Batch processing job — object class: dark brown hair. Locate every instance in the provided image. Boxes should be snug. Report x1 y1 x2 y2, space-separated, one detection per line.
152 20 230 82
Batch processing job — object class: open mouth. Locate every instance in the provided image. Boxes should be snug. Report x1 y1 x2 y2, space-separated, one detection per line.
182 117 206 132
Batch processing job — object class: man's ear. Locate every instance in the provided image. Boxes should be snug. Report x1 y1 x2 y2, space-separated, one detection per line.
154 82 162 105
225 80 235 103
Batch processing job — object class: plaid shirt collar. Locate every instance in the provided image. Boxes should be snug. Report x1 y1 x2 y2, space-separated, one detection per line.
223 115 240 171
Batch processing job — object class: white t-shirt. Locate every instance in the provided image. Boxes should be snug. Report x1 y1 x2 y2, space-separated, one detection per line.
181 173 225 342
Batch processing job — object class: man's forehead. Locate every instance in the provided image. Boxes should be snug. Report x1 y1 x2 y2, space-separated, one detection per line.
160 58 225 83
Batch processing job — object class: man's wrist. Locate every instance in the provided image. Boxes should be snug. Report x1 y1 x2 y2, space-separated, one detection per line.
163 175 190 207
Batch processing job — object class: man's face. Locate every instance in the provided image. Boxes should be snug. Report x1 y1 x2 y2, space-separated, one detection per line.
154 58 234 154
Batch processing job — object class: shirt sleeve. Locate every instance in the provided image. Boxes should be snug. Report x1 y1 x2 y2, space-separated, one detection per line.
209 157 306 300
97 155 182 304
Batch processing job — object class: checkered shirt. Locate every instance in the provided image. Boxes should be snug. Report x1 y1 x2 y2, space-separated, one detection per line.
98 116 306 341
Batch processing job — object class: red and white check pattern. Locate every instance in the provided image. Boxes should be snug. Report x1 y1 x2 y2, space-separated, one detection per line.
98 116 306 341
------------------------------------------------------------
* [WRITTEN TASK]:
Please rewrite the records above with "snug" replaced by "tight" everywhere it appears, leaving all else unchanged.

* [REPLY TO THE TASK]:
Batch processing job — object class: dark brown hair. Locate every instance in the provided image. Boxes should be tight. Report x1 y1 x2 y2, space-separated, one detection per line.
152 20 230 82
Batch processing job — object class: open mouth. Locate every instance in the provided image. Boxes should be tight. Report x1 y1 x2 y2, space-separated, one detection per line.
182 117 206 132
Batch processing job — object class: man's ear. Locate every instance in the provided image. Boxes should be tight. Report x1 y1 x2 y2, space-separated, one detection per line.
154 82 162 105
225 80 235 103
Batch processing job — object class: plaid shirt collar. Locate every instance in the provided image. Boxes should be tight. Report x1 y1 x2 y2, space-separated, one detection per line.
223 115 240 171
Batch processing job — object class: white t-shirt. Locate every instance in the provided image. Boxes should be tight. Report x1 y1 x2 y2, space-separated, one detection per line.
181 173 225 342
Batch processing job — object class: man's forehead. Locate every instance in the provided image. Boxes should be tight. Report x1 y1 x2 y2, space-separated, one detection per line.
160 58 225 83
Batch processing job — object class: man's wrist. Locate every instance in the provided image. Boxes should be tight. Report x1 y1 x2 y2, space-separated, one detection per line.
163 175 190 207
Batch processing job — object class: man's face. Locate every instance in the provided image. Boxes should be tight. Report x1 y1 x2 y2, space-separated, one detection per line.
154 58 234 154
Batch processing job — object class: shirt sleeve. Locate every instance in the provided image. Boxes should be tight. Report x1 y1 x2 y2, space-separated, one detection per line.
209 157 306 300
97 155 182 304
Batch processing job — object class: checkered shirt. Locate every instance in the provided image. Boxes should be tight. Report x1 y1 x2 y2, space-separated, one detection per line.
98 116 306 341
Batch processing job — object class: red and white check pattern. Locate every instance in the provided image. Boxes should be tight. Report x1 y1 x2 y2, space-separated, one detection per line.
98 116 306 341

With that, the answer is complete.